Teks Bacaan
----

Selamat Pagi Indonesia..
Ada sebuah cerita menarik yang pernah saya
kirimkan ke milis angkatan saya sebelumnya. Cerita ini terinspirasi oleh kisah
perjalanan kehidupan seorang John yang merasa dirinya bukan siapa-siapa, namun
kenyataannya dia adalah seseorang yang luar biasa.. Semoga apa yang saya
tuliskan ini bisa bermanfaat bagi kita semua..
John Pierpont mati dalam
kegagalan. Pada tahun 1886, ketika berumur 81 tahun, ajalnya datang dalam
kondisinya sebagai pegawai rendahan di Washington DC yang penuh dengan
kekalahan menggerogoti semangatnya…
Awalnya dimulai dengan cukup baik. Dia lulus
dari Universitas Yale dimana kakeknya adalah donatur di universitas
tersebut. Di Yale dia memilih kelas sebagaimana profesinya dengan penuh rasa
antusias. Dia gagal pada pendidikan sebagai guru. Dia tidak bisa
menghadapi muridnya, dan akhirnya dia kembali mengikuti pendidikan hukum.

----

Data Tersimpan

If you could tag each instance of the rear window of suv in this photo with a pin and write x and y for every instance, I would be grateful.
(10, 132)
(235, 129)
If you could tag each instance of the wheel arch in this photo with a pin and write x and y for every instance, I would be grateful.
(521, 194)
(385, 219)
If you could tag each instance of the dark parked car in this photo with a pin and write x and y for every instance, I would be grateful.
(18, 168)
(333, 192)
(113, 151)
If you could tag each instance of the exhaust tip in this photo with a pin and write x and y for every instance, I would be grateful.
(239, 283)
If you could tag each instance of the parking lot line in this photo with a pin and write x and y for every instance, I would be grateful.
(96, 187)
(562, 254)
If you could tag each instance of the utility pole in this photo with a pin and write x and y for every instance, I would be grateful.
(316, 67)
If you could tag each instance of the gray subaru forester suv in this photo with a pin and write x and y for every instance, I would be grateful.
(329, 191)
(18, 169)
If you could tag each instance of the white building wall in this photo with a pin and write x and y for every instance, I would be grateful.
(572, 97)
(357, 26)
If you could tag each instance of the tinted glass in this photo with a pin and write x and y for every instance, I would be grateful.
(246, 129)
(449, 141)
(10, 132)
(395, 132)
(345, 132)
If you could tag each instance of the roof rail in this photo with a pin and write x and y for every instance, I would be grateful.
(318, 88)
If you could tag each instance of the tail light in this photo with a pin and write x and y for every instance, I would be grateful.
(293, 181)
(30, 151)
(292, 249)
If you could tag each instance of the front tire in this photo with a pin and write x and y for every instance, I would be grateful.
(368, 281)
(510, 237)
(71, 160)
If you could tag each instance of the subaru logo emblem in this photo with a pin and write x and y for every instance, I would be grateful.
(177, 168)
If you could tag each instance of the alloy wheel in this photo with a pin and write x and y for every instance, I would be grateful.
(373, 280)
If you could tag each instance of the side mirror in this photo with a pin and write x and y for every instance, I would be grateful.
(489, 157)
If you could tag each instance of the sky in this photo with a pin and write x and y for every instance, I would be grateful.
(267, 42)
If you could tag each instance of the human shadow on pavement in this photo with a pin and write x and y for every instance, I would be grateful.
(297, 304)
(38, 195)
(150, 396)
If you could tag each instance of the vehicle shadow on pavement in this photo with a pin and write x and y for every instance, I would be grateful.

----

Instruksi 1
Tolong jawab pertanyaan berikut berdasarkan kisah John Pierpont:
(a) Pada tahun berapa John Pierpont meninggal?
(b) Dari universitas mana dia lulus?
(c) Pendidikan apa yang dia ikuti lagi setelah gagal pada pendidikan sebagai guru?
Instruksi 2
Kutip bagian kisah John Pierpont yang dimulai dengan kata-kata "John Pierpont mati" dan berlanjut sampai kata-kata "mengikuti pendidikan hukum.".
Entri di atas tidak perlu dipakai.

Jawaban Tugas 1
(a) 1886
(b) Universitas Yale
(c) Pendidikan hukum

Jawaban Tugas 2
John Pierpont mati dalam
kegagalan. Pada tahun 1886, ketika berumur 81 tahun, ajalnya datang dalam
kondisinya sebagai pegawai rendahan di Washington DC yang penuh dengan
kekalahan menggerogoti semangatnya…
Awalnya dimulai dengan cukup baik. Dia lulus
dari Universitas Yale dimana kakeknya adalah donatur di universitas
tersebut. Di Yale dia memilih kelas sebagaimana profesinya dengan penuh rasa
antusias. Dia gagal pada pendidikan sebagai guru. Dia tidak bisa
menghadapi muridnya, dan akhirnya dia kembali mengikuti pendidikan hukum.